**REQUIREMENT**
Write the next part of the text on preserving peaches, starting after its final sentence.

**TEXT PROVIDED**
Thursday, July 28, 2011

Preserving Floyd: Peaches Part I: Dried and in Tea Syrup

Mmmmm..., Peaches.  If anything comes close to rivaling strawberries, it's peaches.  I put up peaches in multiple ways and we'll start with the easy ones.  Peaches in a medium Earl Grey Tea infused syrup and dried peaches.

I buy my peaches from Wade's Orchard in Woolwine, Va, just down the mountain from Floyd on Rt 8.  They are my source for plums and nectarines as well.

For these and all of the following peach recipes the peaches are initially prepped the same way.
Bring a large pot halfway filled with water to a boil.  Fill the sink or a large bowl with cold water.  Fill another large bowl with cold water and 1/4 cup lemon juice.  Use bottled lemon juice for this.  It's cheaper and it's just acidulating the peaches and stopping them from browning.  Plunge the peaches, a few at a time, into the boiling water for 30 seconds.  Remove and drop into the cold water to cool.  This will allow the skins to slip off the fruit.  Slice the cooled peaches in half, remove pit, slip off skins, and place halves in the bowl with the water and lemon juice.
The peaches are now ready for further use.

Dried Peaches
Most sources will tell you to slice the peaches and lay them out on the dehydrator racks.  I did this once and then started drying peach halves.  I remembered dried peaches from my childhood as being halves and kinda jammy in the center and the slices weren't.  The halves take longer to dry but are so much tastier!  Lay the peach halves cut side up with a couple of inches of space between halves.  Set the dehydrator for 135F and 12 hours.  At the 12 hour mark check the peaches.  They won't be ready but may need to be moved around for even drying.  Reset the timer for 6 more hours and check again.  Remove peaches that are dried and reset the timer for another hour or so to finish up the rest.  The peaches are done when they are no longer squishy but still pliable.  They will be a little sticky.  This is all at odds with recommendations but I've never had a problem with them molding or spoiling.  That said, I do keep an eye on them in storage and at the first sign of something amiss I would toss them.  Store them in an air tight jar or bag.

**RECORDS SUPPLIED**
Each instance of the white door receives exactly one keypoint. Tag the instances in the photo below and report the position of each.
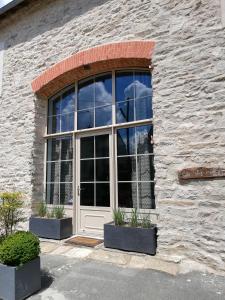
(94, 183)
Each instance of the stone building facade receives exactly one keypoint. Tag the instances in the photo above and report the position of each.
(188, 105)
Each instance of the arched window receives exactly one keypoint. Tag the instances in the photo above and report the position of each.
(109, 118)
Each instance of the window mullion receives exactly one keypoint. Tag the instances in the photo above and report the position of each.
(60, 156)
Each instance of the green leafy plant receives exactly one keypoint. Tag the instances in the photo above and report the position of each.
(58, 212)
(10, 211)
(134, 218)
(50, 214)
(41, 209)
(19, 248)
(146, 222)
(119, 217)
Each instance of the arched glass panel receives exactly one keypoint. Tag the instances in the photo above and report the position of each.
(127, 94)
(94, 107)
(133, 96)
(135, 167)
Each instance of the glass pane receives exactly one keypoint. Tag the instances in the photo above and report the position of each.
(67, 102)
(52, 172)
(126, 141)
(85, 119)
(145, 168)
(54, 124)
(146, 195)
(87, 147)
(86, 95)
(103, 116)
(103, 90)
(52, 193)
(66, 171)
(125, 112)
(142, 84)
(124, 86)
(102, 169)
(102, 194)
(53, 149)
(66, 193)
(127, 194)
(87, 194)
(87, 170)
(54, 107)
(126, 168)
(67, 149)
(144, 138)
(67, 122)
(102, 145)
(143, 108)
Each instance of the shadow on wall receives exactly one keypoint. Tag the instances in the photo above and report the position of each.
(38, 17)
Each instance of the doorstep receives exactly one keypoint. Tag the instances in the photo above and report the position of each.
(112, 256)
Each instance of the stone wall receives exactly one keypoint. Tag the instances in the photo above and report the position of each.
(189, 109)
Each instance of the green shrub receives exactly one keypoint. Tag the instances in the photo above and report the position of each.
(146, 222)
(58, 212)
(19, 248)
(119, 217)
(50, 214)
(10, 211)
(42, 209)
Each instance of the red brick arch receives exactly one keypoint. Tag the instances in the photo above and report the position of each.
(93, 61)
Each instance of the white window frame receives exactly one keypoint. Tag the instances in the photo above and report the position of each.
(113, 127)
(223, 12)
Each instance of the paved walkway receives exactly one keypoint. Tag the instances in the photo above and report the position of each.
(99, 253)
(68, 278)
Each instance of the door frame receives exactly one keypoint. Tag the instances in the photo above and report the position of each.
(77, 206)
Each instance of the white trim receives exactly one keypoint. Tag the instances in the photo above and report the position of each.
(1, 65)
(223, 12)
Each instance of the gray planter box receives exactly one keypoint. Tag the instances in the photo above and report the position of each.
(143, 240)
(56, 229)
(17, 283)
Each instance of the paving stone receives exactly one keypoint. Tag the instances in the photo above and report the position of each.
(110, 257)
(78, 252)
(61, 250)
(47, 247)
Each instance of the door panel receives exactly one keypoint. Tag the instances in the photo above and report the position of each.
(94, 183)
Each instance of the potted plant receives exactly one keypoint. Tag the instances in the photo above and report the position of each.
(20, 274)
(51, 224)
(137, 234)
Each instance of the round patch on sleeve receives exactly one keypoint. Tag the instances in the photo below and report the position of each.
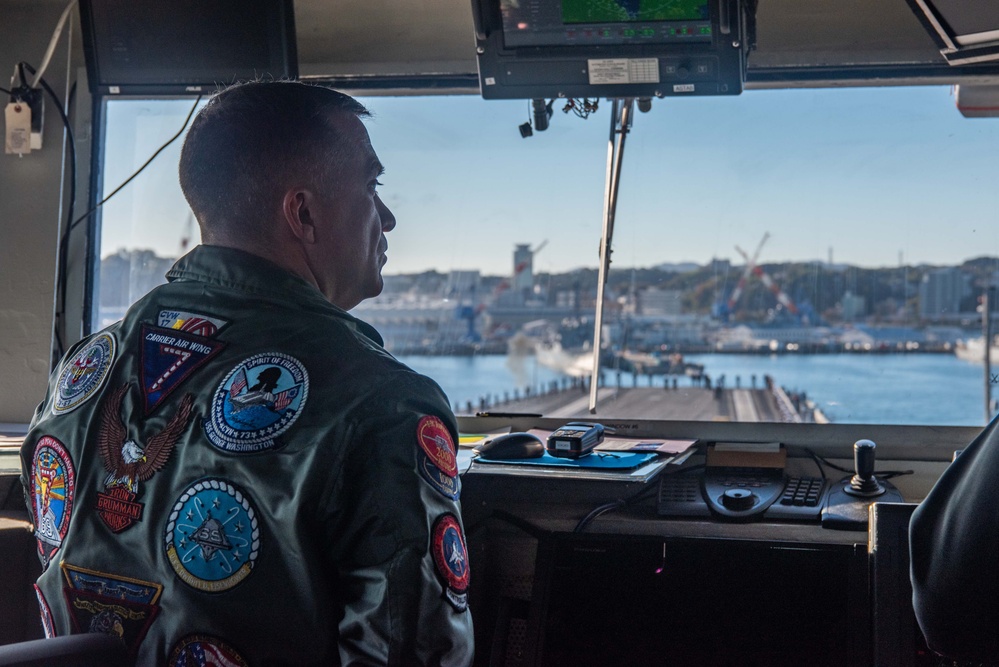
(203, 650)
(53, 483)
(435, 441)
(84, 374)
(447, 543)
(43, 607)
(212, 536)
(257, 401)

**THE REPLY**
Peach Halves in Earl Grey Tea Syrup
This is a raw pack recipe where you need only make sure you have enough syrup to fill your packed jars rather than being dependent on a certain quantity of fruit. This syrup quantity is for 3 pounds of peaches which will yield around 3 pints of packed fruit.  We loved these so much that the six pints I made went way too fast last year.  This year I put up a half bushel of peaches which yielded 9 quarts.  That should hold us!

Tea Syrup
1 cup sugar
2 cups water
1 Earl Grey teabag

Combine the sugar and water in a heavy pot over medium heat and stir until the sugar has dissolved.  Add the teabag and heat to a boil.  Multiply the recipe to make enough syrup for the amount of peaches you have.  Be generous with the syrup.  It's cheap enough to make and you can can or refrigerate what's left over for other uses.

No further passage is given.